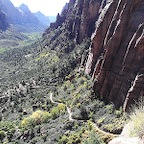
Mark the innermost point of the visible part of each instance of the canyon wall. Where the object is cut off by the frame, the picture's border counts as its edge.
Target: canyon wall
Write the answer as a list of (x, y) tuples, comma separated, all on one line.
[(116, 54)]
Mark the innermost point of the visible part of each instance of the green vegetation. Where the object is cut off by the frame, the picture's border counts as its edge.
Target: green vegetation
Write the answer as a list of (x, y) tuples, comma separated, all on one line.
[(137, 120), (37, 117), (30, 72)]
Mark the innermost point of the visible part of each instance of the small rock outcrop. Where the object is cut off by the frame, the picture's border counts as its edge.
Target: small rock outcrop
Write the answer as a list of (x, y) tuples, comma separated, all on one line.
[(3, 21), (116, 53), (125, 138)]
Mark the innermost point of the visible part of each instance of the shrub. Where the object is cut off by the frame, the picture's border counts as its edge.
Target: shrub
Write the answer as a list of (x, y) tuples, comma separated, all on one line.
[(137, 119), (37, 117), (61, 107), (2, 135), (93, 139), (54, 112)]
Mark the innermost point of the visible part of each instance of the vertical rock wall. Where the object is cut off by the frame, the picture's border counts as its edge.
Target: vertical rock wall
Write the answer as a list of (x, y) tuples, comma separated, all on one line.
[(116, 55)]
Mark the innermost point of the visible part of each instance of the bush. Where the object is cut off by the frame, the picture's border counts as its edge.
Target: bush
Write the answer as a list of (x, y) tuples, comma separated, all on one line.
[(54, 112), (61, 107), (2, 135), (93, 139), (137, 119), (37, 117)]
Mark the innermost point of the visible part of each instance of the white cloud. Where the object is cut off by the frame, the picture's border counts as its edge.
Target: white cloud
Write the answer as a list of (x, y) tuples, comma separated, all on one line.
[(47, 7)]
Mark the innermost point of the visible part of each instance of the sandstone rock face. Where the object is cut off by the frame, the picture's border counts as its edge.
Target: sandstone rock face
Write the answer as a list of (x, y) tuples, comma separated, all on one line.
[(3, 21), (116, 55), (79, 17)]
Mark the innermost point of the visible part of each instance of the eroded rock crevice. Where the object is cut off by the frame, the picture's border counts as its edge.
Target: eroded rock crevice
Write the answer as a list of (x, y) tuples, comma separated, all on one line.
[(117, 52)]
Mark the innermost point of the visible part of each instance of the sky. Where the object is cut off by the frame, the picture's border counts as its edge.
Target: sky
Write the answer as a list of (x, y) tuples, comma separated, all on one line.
************
Task requirements ▸ Reproduce the entire listing above line for line, leaving out the picture.

Result of this exercise ▸
Mark the innermost point of the visible part of each instance of the canyon wall. Where the object is cut off by the frame, the picture's border counts as its edge.
Target: canyon wall
Write the answer as a list of (x, y) tuples, comma separated, all on one line.
[(116, 54)]
Mark the innermost point of the visible part of each instance of the green vegetation. Where the object is cut off by the frame, the picture's border counts as its edge.
Target: green vegetation
Write the answer as a list of (x, y) tuples, comma separated, all on one line.
[(137, 120), (37, 117), (30, 72)]
Mark the innermost point of the visible part of each instance of the small rock outcrop. Where the object is cut off by the frame, the picture's border counts as its edge.
Target: small rock outcrop
Write the answer as a list of (x, y) tuples, comma separated, all on one line.
[(3, 21), (116, 53), (125, 138)]
Mark the innermost point of the visible part of each instance of the shrub. Where the object is cut off by the frame, the picture's border counts as its edge.
Target: shrub
Write the answer as a list of (x, y) tuples, comma separated, all on one line.
[(137, 119), (37, 117), (61, 107), (2, 135), (93, 139), (54, 112)]
Mark the innermost point of the visible part of each instance of the vertical rock wall. Where the object is cut off by the frame, the picture's border counts as its edge.
Target: vertical rock wall
Write the answer as a list of (x, y) tuples, comma separated, all on one line.
[(116, 55)]
Mark the innermost point of the visible part of each instance of the bush. Where the object is cut off by the frame, the picture's border counts as its edge.
Target: bush
Write the answer as a list of (x, y) tuples, comma separated, all on one line.
[(54, 112), (61, 107), (2, 135), (93, 139), (137, 119), (37, 117)]
Mark the innermost point of the visible part of each instance of the white cloud. Where the object is cut off by the frame, the picture's border counts as its edge.
Target: white cloud
Write the answer as a list of (x, y) tuples, comma separated, all on one line.
[(47, 7)]
Mark the innermost point of the visible part of each instance of the sandstone rock face. Where the object is cut off by the frame, the picture's border counts as its edge.
Target: sandstone rock face
Write the answer as a list of (x, y) tuples, comma separated, all on one line.
[(3, 21), (116, 55), (79, 17)]
Mark the innermost point of the visible part of each instance of the eroded rock crevice. Where the object is cut off by the frame, the picture's border counts as its edge.
Target: eroded rock crevice
Write the answer as a list of (x, y) tuples, comma separated, all on one line.
[(117, 52)]
Mark the innermost point of the visible part of each instance of the sky. Where the object is cut off by the frame, the picture's border counts as its edge.
Target: sky
Write the answer as a list of (x, y) tuples, comma separated, all on one line.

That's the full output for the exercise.